*Your task:* Starting at the line that contains "Question. Locate the white-framed" and running to the end of the entries, write those lines out again, swapping "Sample output" for "Reference output" wherever it occurs and leaving everything else unchanged.

Pointing and labeling entries:
※ ※ ※
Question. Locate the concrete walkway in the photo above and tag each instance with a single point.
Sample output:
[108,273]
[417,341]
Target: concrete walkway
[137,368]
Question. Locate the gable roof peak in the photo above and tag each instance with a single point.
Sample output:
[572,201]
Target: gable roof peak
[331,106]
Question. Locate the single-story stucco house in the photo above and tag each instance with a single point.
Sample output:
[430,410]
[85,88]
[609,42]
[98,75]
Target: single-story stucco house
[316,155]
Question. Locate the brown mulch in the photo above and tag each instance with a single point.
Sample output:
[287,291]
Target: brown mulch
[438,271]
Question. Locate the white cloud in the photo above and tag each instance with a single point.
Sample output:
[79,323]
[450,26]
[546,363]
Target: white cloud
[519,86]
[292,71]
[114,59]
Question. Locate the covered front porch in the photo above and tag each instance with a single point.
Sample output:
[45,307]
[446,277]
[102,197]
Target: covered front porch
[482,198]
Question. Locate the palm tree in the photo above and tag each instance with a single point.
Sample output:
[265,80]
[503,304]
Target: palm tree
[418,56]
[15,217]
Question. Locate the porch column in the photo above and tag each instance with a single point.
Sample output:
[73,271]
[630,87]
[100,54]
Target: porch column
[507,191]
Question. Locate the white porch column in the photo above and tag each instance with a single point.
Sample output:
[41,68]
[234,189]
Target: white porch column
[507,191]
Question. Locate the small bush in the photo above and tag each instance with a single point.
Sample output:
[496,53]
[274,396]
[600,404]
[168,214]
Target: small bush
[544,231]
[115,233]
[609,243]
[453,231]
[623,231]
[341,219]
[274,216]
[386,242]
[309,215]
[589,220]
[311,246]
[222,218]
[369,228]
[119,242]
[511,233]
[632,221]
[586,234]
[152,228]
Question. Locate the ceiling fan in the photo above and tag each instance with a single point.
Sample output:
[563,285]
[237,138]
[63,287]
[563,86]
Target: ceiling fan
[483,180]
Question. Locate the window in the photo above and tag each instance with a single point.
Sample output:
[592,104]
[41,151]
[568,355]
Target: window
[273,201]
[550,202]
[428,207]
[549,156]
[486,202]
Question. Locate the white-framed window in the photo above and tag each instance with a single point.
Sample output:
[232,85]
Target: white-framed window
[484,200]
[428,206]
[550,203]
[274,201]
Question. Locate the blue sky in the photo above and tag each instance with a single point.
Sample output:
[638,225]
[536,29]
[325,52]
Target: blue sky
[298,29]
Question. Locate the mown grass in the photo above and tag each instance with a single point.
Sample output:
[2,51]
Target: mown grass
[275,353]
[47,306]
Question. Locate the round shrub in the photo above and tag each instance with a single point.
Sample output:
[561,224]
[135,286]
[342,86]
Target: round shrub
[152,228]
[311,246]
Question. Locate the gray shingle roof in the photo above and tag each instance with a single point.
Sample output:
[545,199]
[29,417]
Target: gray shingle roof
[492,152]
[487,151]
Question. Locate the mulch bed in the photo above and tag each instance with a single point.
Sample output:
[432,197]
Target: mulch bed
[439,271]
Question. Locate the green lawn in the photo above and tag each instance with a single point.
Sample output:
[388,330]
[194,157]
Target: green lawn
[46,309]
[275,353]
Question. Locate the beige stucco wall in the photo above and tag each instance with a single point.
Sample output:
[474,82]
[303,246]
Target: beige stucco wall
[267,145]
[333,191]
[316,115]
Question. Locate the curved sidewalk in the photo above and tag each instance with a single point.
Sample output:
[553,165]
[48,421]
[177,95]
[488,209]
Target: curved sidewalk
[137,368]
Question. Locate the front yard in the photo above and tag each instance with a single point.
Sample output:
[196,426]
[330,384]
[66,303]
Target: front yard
※ ※ ※
*Exercise answer:*
Question. Locate the white-framed window in the photo above and tag each instance with a single point.
Reference output:
[232,85]
Target: white-framed window
[484,200]
[428,206]
[550,203]
[274,201]
Question. Locate the blue sky in the photo above and tag each instance with a single point.
Reference output:
[638,225]
[536,29]
[325,52]
Target: blue sky
[298,29]
Question. Locate the mown grass in the photo above and tag each instance with a single point.
Reference output:
[2,51]
Target: mown grass
[275,353]
[47,306]
Question. Locate the round shrub in the photo above and tag each instance with a single point.
Reference output:
[561,224]
[135,286]
[342,86]
Target: round shrub
[152,228]
[311,246]
Question. Locate the gray shingle roof in the photo above and tag each instance with a single point.
Reference output:
[545,199]
[29,417]
Target: gray shingle roof
[492,152]
[487,151]
Question. Locate the mulch bed in the photo above and tag each instance with a single point.
Reference output:
[432,197]
Target: mulch bed
[439,271]
Question. Locate the green lawn in the photo above and tag each instance with a single point.
Reference output:
[388,330]
[194,157]
Target: green lawn
[46,309]
[275,353]
Question. Locate the beige stucco wall in the photo above and tag each instance with a single point.
Reference output:
[474,82]
[303,246]
Target: beige stucco wall
[267,145]
[333,191]
[316,115]
Question. Locate the curved sidewalk in the photo above and tag each instance with a single point.
Reference output:
[553,165]
[48,421]
[177,95]
[488,209]
Target: curved sidewalk
[137,368]
Question. Locate the front yard in the photo above and tag each instance with a single point.
Reference output:
[196,426]
[330,384]
[66,303]
Target: front yard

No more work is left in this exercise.